State how many lines in the entries below hold the word "Place", with nothing besides the number.

(Data excerpts)
*** Begin section ***

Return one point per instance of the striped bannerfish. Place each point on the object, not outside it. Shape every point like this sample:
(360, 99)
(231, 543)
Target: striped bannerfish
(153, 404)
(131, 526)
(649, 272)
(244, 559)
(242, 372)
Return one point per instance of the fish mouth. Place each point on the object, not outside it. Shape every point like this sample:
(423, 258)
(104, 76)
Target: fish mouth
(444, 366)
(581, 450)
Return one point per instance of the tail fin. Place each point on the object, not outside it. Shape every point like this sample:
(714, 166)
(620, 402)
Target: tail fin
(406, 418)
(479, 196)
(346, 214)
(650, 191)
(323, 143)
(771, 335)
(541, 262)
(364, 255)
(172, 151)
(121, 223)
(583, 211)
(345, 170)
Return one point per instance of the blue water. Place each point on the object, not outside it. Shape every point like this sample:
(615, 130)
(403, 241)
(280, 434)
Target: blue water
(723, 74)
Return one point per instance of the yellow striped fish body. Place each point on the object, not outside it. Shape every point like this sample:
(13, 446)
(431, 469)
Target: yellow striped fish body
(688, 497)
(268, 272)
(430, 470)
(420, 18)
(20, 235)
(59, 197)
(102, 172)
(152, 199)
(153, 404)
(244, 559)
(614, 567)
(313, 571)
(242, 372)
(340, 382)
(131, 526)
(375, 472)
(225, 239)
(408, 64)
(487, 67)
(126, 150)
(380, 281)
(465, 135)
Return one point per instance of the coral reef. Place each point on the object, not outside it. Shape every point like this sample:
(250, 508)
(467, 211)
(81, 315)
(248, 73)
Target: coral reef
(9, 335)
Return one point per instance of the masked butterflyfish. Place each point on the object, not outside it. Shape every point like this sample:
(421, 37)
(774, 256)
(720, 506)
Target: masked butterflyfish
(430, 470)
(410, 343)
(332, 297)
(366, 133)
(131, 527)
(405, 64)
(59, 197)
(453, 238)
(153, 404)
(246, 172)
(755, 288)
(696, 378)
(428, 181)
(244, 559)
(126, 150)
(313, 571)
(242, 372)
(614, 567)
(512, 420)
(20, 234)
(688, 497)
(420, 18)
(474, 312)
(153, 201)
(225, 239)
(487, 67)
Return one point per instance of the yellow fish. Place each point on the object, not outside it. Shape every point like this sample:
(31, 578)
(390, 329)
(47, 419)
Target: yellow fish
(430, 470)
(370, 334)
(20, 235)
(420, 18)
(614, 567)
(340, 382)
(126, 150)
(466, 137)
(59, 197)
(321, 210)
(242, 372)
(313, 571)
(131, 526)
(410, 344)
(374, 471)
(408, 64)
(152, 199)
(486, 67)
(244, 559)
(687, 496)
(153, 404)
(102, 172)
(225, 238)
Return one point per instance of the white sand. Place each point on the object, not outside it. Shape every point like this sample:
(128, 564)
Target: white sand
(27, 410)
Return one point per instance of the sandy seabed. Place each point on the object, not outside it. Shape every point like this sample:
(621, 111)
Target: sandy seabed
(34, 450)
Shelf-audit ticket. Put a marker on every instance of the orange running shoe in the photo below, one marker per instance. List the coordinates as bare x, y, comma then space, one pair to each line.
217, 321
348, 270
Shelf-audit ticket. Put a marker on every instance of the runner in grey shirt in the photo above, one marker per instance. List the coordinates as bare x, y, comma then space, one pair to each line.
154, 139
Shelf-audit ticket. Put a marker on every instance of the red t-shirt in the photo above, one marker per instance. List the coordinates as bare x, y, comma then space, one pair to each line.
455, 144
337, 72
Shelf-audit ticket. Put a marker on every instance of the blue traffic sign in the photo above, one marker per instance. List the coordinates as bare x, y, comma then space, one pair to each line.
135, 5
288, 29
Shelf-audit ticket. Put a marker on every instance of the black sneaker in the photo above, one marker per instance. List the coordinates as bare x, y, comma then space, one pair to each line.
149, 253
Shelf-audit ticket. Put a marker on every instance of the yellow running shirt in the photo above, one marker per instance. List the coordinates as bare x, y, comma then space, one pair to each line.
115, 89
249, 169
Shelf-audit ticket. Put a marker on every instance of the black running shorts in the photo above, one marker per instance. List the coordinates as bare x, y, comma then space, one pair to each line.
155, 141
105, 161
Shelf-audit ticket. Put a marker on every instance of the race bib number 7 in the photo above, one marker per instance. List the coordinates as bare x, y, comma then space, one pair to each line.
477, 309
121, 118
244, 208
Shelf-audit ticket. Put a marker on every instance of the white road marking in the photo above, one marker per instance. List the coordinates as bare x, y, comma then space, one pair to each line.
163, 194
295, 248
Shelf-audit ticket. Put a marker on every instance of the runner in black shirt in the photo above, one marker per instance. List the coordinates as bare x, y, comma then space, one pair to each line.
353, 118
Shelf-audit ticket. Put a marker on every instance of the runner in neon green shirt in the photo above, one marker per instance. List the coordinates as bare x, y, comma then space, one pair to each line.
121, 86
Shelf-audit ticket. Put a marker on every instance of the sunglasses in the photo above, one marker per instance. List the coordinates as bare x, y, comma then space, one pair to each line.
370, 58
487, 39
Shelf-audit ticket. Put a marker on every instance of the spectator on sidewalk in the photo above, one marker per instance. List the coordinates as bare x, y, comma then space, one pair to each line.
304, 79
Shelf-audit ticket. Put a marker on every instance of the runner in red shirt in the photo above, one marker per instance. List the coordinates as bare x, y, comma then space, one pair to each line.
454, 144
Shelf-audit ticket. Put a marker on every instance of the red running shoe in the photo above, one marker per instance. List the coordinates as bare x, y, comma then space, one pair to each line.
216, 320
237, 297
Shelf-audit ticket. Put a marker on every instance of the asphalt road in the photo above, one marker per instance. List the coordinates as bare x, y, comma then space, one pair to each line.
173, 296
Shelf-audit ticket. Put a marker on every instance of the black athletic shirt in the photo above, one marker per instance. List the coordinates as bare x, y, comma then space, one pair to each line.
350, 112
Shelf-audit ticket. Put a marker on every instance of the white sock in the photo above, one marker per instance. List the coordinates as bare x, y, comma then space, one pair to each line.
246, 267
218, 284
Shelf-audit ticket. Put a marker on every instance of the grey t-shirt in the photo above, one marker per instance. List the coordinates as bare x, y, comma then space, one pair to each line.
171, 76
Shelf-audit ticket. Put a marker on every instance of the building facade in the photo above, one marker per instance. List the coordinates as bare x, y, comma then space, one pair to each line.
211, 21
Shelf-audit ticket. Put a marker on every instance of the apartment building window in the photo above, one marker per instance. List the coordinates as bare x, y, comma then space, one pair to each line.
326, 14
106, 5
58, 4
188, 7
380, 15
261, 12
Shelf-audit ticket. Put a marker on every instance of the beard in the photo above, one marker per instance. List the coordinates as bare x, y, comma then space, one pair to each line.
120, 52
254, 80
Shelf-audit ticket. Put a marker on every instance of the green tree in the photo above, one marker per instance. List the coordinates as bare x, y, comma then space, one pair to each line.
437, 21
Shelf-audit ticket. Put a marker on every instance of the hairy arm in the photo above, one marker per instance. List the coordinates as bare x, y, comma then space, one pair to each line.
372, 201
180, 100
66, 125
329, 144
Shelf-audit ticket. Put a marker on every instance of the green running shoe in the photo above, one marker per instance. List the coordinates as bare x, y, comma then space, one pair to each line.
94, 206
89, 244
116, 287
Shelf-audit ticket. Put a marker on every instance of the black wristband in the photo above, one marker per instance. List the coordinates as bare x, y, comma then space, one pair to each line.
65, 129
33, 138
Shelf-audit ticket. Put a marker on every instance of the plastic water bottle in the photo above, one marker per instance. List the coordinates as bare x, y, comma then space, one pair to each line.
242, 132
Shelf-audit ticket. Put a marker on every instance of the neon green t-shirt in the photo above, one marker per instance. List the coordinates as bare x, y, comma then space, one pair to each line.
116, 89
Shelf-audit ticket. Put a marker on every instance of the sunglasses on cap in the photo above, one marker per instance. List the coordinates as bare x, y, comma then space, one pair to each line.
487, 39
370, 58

*** End section ***

→ COMPLETED TASK: 10